■ **Saved entries**
======

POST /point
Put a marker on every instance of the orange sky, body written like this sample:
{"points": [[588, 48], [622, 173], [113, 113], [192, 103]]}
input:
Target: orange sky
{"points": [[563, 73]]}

======

Could you output the listing above line for line, with no changes?

POST /point
Put a marker on every instance of the orange sky, body written like this sample:
{"points": [[588, 48], [622, 173], [113, 113], [192, 103]]}
input:
Target: orange sky
{"points": [[563, 73]]}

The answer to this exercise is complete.